# Holley in her little coat



## JillandDan (Sep 8, 2010)

Here is our little sweetie.


----------



## BamBam (Feb 14, 2010)

aww cute!


----------



## Kobi (Oct 26, 2010)

Haha it seems like my Vizsla always has one ear flipped back... maybe he's trying to be extra attentive  I see Holley has the same thing going on here!


----------



## JillandDan (Sep 8, 2010)

Thank you BamBam. 

Kobi,
She ends up with one ear flipped over many times. Sometimes she gets both which is so cute. Gotta love those big V ears.


----------



## Chilli monster (Sep 16, 2010)

she is really cute... reminds me my Chilli when she was Holley's age... not that long ago... little rascals age


----------



## Chestersmum (Jun 21, 2010)

Lovely coat! and doggy


----------



## JillandDan (Sep 8, 2010)

Chilli monster and Chestersmum,
Thank you very much. She is our little sweetheart. We fell in love with her white patch the first time we saw her.


----------



## Pineapple Princess (Nov 20, 2009)

The best is when you get the ear-flip-up combined with the "Elvis" upper-lip-caught-in-the-gum thing going on.


----------



## DarDog (Aug 15, 2010)

> "Elvis" upper-lip-caught-in-the-gum thing going on


Ahhh! That is what we'll call it now


----------



## JillandDan (Sep 8, 2010)

__Dataset records__:
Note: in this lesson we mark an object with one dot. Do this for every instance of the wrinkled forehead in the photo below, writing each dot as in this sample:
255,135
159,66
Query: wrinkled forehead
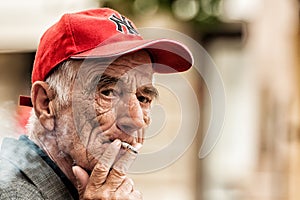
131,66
--
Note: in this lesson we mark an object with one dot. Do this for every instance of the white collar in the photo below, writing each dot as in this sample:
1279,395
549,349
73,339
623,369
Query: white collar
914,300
---
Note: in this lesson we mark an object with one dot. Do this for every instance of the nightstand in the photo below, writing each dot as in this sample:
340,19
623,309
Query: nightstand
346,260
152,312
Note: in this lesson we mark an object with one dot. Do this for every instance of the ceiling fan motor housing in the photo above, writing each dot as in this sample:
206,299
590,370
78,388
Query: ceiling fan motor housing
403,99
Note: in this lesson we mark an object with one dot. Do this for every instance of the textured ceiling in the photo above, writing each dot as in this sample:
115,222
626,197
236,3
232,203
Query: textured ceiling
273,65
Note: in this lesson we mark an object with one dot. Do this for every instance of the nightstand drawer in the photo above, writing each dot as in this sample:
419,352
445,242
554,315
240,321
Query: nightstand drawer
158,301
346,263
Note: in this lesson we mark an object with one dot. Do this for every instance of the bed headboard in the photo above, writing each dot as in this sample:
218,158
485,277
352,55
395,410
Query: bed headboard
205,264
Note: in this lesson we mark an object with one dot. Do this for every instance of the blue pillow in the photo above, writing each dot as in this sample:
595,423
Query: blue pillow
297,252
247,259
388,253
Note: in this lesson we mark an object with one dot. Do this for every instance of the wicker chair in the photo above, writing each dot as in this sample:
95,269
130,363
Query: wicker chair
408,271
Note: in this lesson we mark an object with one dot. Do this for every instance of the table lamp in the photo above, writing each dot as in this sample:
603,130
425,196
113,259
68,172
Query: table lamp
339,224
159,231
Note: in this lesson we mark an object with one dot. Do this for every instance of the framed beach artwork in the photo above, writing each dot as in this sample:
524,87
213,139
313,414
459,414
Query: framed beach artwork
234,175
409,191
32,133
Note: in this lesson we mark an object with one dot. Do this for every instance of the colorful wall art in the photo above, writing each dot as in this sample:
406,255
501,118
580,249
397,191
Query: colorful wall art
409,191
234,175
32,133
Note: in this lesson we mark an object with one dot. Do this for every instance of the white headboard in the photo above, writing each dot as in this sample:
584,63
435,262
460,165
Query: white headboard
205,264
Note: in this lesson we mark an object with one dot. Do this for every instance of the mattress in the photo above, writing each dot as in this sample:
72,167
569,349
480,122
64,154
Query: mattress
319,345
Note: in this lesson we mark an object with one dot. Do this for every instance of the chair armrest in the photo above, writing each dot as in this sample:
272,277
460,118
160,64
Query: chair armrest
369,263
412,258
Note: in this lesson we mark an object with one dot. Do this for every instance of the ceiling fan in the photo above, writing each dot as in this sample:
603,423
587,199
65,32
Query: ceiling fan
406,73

__Task prompt__:
Carry on the forum thread about Holley in her little coat from the point where it stops. The records have no connection to the thread about Holley.

__Result for this task__:
She does that all the time as well. Haha.


----------



## labeda14 (Nov 14, 2009)

in our house, we affectionately call the flipped back ear "crazy ear"...because it usually means she was just doing something crazy! 

holley is beautiful


----------



## JillandDan (Sep 8, 2010)

Labeda14,
Haha. You are very right with calling it "crazy ear." Hers always end up that way when she gets into her bursts of running through the house.


----------



## Moose (Oct 2, 2010)

too cute! Moose gets the crazy ear too, and the elvis lip! always surrounding his insane energy bursts through the house! The kids LOVE getting him going, I hate how he wrecks my freshly vacuumed carpet! { he LOVES messing up vacuumed carpet with his nails!!!}

great coat!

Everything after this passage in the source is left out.